Start of Source data

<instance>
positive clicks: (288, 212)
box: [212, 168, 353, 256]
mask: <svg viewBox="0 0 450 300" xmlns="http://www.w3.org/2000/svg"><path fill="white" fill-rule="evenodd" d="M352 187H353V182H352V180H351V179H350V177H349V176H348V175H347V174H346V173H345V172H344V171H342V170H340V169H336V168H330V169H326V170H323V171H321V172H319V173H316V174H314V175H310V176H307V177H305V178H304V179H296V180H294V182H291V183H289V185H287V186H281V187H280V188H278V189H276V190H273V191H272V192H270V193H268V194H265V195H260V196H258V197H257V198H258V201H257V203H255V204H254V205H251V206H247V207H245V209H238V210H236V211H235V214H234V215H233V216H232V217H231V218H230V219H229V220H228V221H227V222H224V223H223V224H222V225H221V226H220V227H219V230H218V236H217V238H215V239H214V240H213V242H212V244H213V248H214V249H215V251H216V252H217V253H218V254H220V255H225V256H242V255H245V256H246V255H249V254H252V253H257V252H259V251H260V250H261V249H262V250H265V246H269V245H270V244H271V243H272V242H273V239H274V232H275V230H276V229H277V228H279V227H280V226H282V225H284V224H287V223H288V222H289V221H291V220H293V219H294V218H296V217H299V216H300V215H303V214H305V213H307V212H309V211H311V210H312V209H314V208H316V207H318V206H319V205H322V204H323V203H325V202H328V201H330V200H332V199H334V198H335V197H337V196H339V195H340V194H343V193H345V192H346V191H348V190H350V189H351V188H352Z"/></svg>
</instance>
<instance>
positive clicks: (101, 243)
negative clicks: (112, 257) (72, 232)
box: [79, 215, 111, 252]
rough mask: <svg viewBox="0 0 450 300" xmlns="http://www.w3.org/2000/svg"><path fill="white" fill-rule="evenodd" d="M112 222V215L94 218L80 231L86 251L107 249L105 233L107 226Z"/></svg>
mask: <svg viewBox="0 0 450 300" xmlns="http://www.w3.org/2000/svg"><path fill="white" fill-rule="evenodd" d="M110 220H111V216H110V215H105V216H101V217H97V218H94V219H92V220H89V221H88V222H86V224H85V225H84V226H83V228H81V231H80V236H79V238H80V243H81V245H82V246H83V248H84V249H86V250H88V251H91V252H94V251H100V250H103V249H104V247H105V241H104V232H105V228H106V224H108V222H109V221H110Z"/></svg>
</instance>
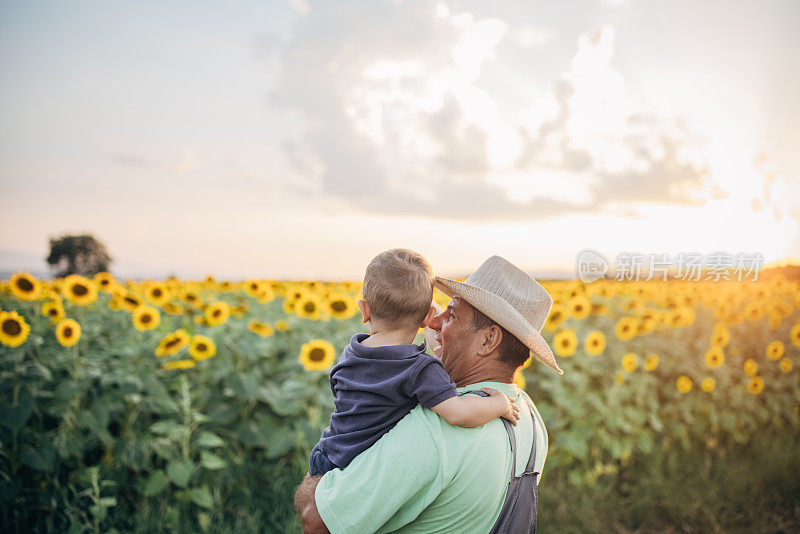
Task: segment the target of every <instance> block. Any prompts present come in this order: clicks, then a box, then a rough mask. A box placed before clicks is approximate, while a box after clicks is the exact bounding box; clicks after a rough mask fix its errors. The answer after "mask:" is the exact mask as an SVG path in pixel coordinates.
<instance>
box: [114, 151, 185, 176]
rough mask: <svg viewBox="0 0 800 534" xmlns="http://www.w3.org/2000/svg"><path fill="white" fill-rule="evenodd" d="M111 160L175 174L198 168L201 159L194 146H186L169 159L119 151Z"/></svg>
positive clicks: (184, 173) (141, 167)
mask: <svg viewBox="0 0 800 534" xmlns="http://www.w3.org/2000/svg"><path fill="white" fill-rule="evenodd" d="M111 161H112V163H114V164H115V165H119V166H120V167H127V168H131V169H148V170H159V171H166V172H169V173H175V174H187V173H189V172H191V171H193V170H195V169H197V168H198V166H199V165H200V160H199V158H198V157H197V151H196V149H195V148H194V147H185V148H183V149H181V151H180V153H179V154H178V155H177V156H176V157H174V158H169V159H164V158H160V159H159V158H151V157H148V156H144V155H142V154H138V153H133V152H118V153H116V154H112V156H111Z"/></svg>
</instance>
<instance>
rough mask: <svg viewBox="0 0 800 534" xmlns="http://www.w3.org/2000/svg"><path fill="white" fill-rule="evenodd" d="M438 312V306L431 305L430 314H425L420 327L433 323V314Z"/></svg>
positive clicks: (428, 310)
mask: <svg viewBox="0 0 800 534" xmlns="http://www.w3.org/2000/svg"><path fill="white" fill-rule="evenodd" d="M436 313H437V312H436V308H434V307H433V306H431V309H429V310H428V315H426V316H425V318H424V319H423V320H422V324H420V325H419V327H420V328H425V327H426V326H428V325H429V324H431V319H433V316H434V315H436Z"/></svg>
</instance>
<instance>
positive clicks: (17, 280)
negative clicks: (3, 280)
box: [9, 272, 42, 300]
mask: <svg viewBox="0 0 800 534" xmlns="http://www.w3.org/2000/svg"><path fill="white" fill-rule="evenodd" d="M9 284H10V285H11V292H12V293H13V294H14V296H15V297H17V298H18V299H19V300H36V299H38V298H39V293H40V292H41V290H42V283H41V282H39V280H37V279H36V277H35V276H33V275H31V274H30V273H24V272H18V273H15V274H14V275H13V276H11V280H9Z"/></svg>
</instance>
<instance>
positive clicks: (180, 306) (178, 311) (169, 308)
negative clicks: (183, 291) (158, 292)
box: [164, 302, 185, 315]
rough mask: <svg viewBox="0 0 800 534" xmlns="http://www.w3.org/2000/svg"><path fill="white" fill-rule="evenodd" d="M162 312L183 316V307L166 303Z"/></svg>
mask: <svg viewBox="0 0 800 534" xmlns="http://www.w3.org/2000/svg"><path fill="white" fill-rule="evenodd" d="M164 311H165V312H167V313H168V314H170V315H183V312H184V311H185V310H184V309H183V306H181V305H180V304H175V303H172V302H167V303H166V304H164Z"/></svg>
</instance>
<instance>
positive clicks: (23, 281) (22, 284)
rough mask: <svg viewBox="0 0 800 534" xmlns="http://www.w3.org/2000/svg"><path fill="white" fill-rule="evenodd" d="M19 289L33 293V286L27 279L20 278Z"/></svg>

End of Source data

Count the lines of the records above that contain the string "positive", with case counting, and reply with the number only.

7